TRECHO FORNECIDO:
• • •
"A verdade será sempre um escândalo". (In Adriano, M. Yourcenar)

"Quero imaginar sob que novos traços o despotismo poderia produzir-se no mundo... Depois de ter colhido em suas mãos poderosas cada indivíduo e de moldá-los a seu gosto, o soberno estende seus braços sobre toda a sociedade... Não quebra as vontades, mas as amolece, submete e dirige... Raramente força a agir, mas opõe-se sem cessar a que se aja; não destrói, impede que se nasça; não tiraniza, incomoda, oprime, extingue, abestalha e reduz enfim cada nação a não ser mais que um rebanho de animais tímidos, do qual o governo é o pastor. (...)
A imprensa é, por excelência, o instrumento democrático da liberdade."
Alexis de Tocqueville (1805-1859)



sábado, 21 de abril de 2012

VARGAS LLOSA E A OUTRA NUVEM


Cultura é palavra abrangente, de difícil definição. Em seu sentido mais lato, eu diria que cultura é tudo o que o homem faz. Assim, tanto um anzol como a bomba atômica, um ábaco ou um computador, uma ópera ou show de rock, um tacape ou a pedra de Rosetta constituem cultura. Já num sentido restrito, para efeitos pessoais delimito a cultura àquela área das grandes produções do espírito. Neste sentido, fazem parte da cultura tanto a lei da gravidade como a da termodinâmica, a Bíblia ou o Quixote, tanto Mozart como Shakespeare, Platão ou Dante, Schliemann ou Champollion. Mas jamais Rowling ou Paulo Coelho, Madonna ou Lady Gaga, Roberto Carlos ou Chico Buarque, Beatles ou U2.

Falava há pouco da nuvem de mediocridade que paira sobre as cidades contemporâneas. Este fenômeno foi produzido em boa parte pelos jornais, particularmente por seus ditos suplementos culturais. Sob a rubrica cultura, joga-se tanto um concerto como um show de rock, uma obra literária de peso como um best-seller. É nessas páginas que você vai encontrar todo o lixo cultural oferecido pelo mercado das futilidades, desde novelas televisivas a BBBs, desde entrevistas com “celebridades” a confissões de vedetinhas do cinema ou demais artes. É lá que você encontra solenes bobagens como Rambo ou predadores do futuro, filmes piegas como Titanic ou cretinos como Avatar, vampiras lésbicas ou zumbi canibais. Para os jornais, hoje, tudo isto constitui cultura.

Não espanta pois a existência da nuvem. Para um leitor novato, para quem toda palavra impressa goza de autoridade, o estrago está feito. Ainda mais quando são jornais de prestígio que vendem este embuste. Quem vai duvidar que rock é cultura, quando Estadão ou Folha de São Paulo dão páginas e páginas em seus suplementos culturais aos drogados ianques, britânicos e escandinavos que vêm “fazer o Brasil”? Como ousar pensar – já nem digo afirmar – que estádios repletos, filas quilométricas para ingressos, endeusamento na imprensa, nada têm a ver com cultura?
• • •
DADOS FORNECIDOS:
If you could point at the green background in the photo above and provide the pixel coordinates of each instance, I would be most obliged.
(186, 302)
• • •
QUESTÃO BREVE 1: No texto sobre cultura, qual é a definição de cultura em seu sentido mais lato?
QUESTÃO BREVE 2: Em uma a três frases, explique por que, segundo o texto sobre cultura, o estrago já está feito para o leitor novato.
QUESTÃO BREVE 3: Retome o texto sobre cultura a partir do ponto em que ele para.

RESULTADO DO EXERCÍCIO 1: Cultura é tudo o que o homem faz.

RESULTADO DO EXERCÍCIO 2: Para o leitor novato, toda palavra impressa goza de autoridade. Por isso ele aceita como cultura o que os suplementos culturais apresentam como tal. O efeito é ainda maior quando são jornais de prestígio que vendem esse embuste.

RESULTADO DO EXERCÍCIO 3:
Como se não bastasse esta acepção de cultura, há três anos o funk – antes uma questão de polícia – tornou-se oficialmente cultura. O ritmo foi reconhecido, em setembro de 2009, como patrimônio cultural pela Assembléia Legislativa do Rio de Janeiro. No mesmo dia, a Alerj revogou uma lei que restringia a realização de bailes funk e raves do Estado.

E ai de quem disser que funk nada tem a ver com cultura. Será estigmatizado como racista. Segundo Marcelo Freixo (PSOL), um dos autores do requerimento, "não tem por que calar o funk porque é som de preto e favelado que quando toca ninguém fica parado". De notícia das páginas policiais a evento cultural. Só porque deputados à cata de votos assim o querem. Mais um pouco, e os bailes funks receberão – se é que já não recebem – subsídios da lei Rouanet.

- É possível que a cultura já não seja possível em nossa época – diz Mario Vargas Llosa, em entrevista para El Mundo -. E isso afeta também a educação, que se desnaturalizou. Queríamos acabar com a idéia de que a “cultura é das elites”, mas conseguimos uma vitória de Pirro, um remédio pior que a enfermidade: viver na confusão de um mundo que, paradoxalmente, ao democratizar a cultura propiciou seu empobrecimento.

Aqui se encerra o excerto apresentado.